### WHAT IS REQUIRED:
Search the listing below for the line containing "Query: trailer hitch". From there through the line containing "Annotate each instance of the metal", transcribe every line exactly, both ends included.

### MATERIAL SUPPLIED:
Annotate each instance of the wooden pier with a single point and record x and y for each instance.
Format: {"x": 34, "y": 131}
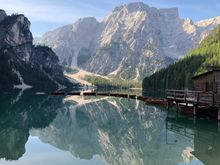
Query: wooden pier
{"x": 199, "y": 101}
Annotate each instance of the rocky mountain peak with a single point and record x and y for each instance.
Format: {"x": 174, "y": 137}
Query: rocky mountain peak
{"x": 132, "y": 42}
{"x": 17, "y": 31}
{"x": 22, "y": 64}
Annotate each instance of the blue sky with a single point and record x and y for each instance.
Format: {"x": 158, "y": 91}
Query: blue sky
{"x": 46, "y": 15}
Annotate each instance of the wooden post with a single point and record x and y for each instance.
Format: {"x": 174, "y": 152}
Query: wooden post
{"x": 219, "y": 113}
{"x": 168, "y": 105}
{"x": 198, "y": 98}
{"x": 194, "y": 109}
{"x": 185, "y": 96}
{"x": 213, "y": 98}
{"x": 177, "y": 107}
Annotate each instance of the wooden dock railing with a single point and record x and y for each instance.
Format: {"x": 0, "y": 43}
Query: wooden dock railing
{"x": 194, "y": 97}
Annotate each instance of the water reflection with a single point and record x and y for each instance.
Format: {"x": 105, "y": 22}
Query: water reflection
{"x": 18, "y": 115}
{"x": 205, "y": 134}
{"x": 119, "y": 130}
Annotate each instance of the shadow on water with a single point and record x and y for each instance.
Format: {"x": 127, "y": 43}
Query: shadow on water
{"x": 19, "y": 113}
{"x": 119, "y": 130}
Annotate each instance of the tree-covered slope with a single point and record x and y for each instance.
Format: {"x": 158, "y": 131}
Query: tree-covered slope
{"x": 179, "y": 75}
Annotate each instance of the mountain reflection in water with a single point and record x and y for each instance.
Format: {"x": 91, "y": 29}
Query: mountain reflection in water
{"x": 117, "y": 130}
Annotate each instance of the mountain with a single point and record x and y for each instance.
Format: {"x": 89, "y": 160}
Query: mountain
{"x": 132, "y": 42}
{"x": 23, "y": 65}
{"x": 179, "y": 75}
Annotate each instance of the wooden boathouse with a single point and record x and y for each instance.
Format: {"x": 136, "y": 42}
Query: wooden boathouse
{"x": 205, "y": 96}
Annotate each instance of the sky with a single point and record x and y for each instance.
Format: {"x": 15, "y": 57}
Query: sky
{"x": 46, "y": 15}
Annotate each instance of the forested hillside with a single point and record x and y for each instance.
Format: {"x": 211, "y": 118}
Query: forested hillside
{"x": 179, "y": 75}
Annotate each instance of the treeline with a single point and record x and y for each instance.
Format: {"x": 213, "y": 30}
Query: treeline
{"x": 179, "y": 75}
{"x": 112, "y": 83}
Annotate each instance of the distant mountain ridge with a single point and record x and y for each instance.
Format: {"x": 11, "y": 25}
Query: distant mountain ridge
{"x": 179, "y": 75}
{"x": 22, "y": 65}
{"x": 132, "y": 42}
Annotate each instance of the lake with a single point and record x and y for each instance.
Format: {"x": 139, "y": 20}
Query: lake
{"x": 42, "y": 129}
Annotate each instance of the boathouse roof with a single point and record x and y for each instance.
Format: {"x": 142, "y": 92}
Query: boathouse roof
{"x": 211, "y": 69}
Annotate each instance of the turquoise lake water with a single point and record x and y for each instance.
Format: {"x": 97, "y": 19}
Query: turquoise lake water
{"x": 56, "y": 130}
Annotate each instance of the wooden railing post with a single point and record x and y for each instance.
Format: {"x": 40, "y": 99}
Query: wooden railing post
{"x": 213, "y": 98}
{"x": 197, "y": 97}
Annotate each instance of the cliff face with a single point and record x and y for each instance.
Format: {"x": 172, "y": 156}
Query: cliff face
{"x": 22, "y": 64}
{"x": 132, "y": 42}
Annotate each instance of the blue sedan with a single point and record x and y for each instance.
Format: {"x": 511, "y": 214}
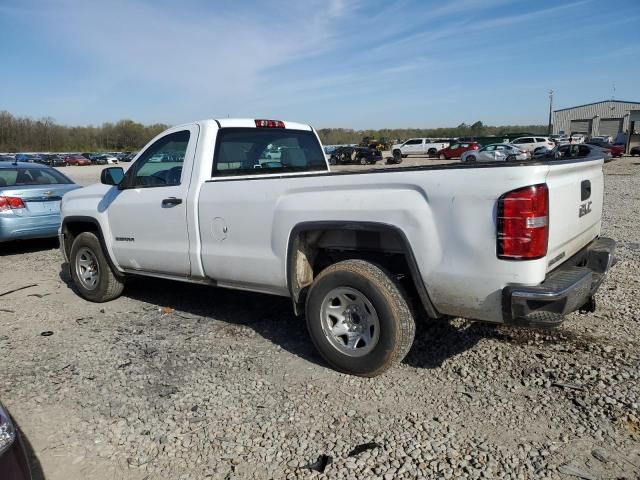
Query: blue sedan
{"x": 30, "y": 197}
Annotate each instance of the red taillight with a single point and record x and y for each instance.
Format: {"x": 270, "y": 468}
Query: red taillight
{"x": 10, "y": 203}
{"x": 523, "y": 223}
{"x": 269, "y": 124}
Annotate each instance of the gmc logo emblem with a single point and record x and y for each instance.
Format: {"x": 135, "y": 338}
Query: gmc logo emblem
{"x": 584, "y": 209}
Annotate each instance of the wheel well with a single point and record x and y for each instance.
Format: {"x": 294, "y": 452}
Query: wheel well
{"x": 74, "y": 228}
{"x": 314, "y": 248}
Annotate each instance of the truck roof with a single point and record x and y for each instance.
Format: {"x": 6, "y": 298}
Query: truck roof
{"x": 251, "y": 123}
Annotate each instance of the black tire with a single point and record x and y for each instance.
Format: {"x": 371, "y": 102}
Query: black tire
{"x": 396, "y": 323}
{"x": 108, "y": 286}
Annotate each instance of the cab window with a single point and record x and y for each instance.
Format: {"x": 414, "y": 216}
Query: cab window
{"x": 258, "y": 151}
{"x": 160, "y": 165}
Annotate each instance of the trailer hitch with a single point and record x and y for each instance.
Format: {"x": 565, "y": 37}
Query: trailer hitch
{"x": 589, "y": 306}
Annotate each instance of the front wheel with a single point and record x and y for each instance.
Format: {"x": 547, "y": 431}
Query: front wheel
{"x": 358, "y": 318}
{"x": 91, "y": 272}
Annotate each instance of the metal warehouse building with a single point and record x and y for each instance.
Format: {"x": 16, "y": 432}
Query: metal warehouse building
{"x": 609, "y": 117}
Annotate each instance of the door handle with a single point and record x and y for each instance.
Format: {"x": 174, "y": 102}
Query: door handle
{"x": 171, "y": 202}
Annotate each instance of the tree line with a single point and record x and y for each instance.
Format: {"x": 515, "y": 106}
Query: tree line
{"x": 23, "y": 134}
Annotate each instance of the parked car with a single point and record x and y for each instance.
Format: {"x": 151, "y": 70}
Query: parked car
{"x": 130, "y": 157}
{"x": 53, "y": 160}
{"x": 416, "y": 146}
{"x": 496, "y": 152}
{"x": 602, "y": 139}
{"x": 30, "y": 197}
{"x": 361, "y": 155}
{"x": 616, "y": 150}
{"x": 14, "y": 463}
{"x": 573, "y": 150}
{"x": 77, "y": 160}
{"x": 456, "y": 150}
{"x": 105, "y": 159}
{"x": 531, "y": 144}
{"x": 481, "y": 243}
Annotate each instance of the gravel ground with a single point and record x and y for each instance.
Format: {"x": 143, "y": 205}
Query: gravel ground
{"x": 188, "y": 382}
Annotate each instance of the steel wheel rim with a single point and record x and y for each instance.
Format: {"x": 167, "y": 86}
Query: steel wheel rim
{"x": 87, "y": 268}
{"x": 349, "y": 321}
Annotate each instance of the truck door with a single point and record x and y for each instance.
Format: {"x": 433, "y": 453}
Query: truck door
{"x": 147, "y": 215}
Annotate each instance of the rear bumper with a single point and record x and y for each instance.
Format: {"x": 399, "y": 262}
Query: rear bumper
{"x": 566, "y": 289}
{"x": 19, "y": 228}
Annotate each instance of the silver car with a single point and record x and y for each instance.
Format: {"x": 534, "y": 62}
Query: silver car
{"x": 496, "y": 152}
{"x": 30, "y": 196}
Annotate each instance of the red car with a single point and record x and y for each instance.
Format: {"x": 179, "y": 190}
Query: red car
{"x": 455, "y": 150}
{"x": 77, "y": 160}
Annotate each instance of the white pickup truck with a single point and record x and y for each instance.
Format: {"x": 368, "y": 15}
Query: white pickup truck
{"x": 363, "y": 254}
{"x": 417, "y": 146}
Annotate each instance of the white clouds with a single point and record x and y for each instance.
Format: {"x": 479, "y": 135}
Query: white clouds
{"x": 190, "y": 50}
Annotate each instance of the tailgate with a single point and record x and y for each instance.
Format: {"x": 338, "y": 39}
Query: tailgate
{"x": 576, "y": 191}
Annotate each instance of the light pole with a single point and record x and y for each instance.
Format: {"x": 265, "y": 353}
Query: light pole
{"x": 550, "y": 109}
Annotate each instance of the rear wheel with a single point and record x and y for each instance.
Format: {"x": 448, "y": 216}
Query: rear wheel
{"x": 91, "y": 272}
{"x": 358, "y": 318}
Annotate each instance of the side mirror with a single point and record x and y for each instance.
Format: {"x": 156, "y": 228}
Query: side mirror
{"x": 112, "y": 175}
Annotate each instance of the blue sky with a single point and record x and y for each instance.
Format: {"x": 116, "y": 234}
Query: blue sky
{"x": 331, "y": 63}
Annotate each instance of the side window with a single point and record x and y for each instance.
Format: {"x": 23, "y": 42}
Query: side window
{"x": 257, "y": 151}
{"x": 161, "y": 164}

### ANSWER AREA:
Query: trailer hitch
{"x": 589, "y": 306}
Annotate each instance of the front wheel with a single point and record x and y for each instance.
Format: {"x": 547, "y": 431}
Query: front wheel
{"x": 358, "y": 318}
{"x": 91, "y": 272}
Annotate each instance of the metal warehouse building with a single point and record x and y for each instance.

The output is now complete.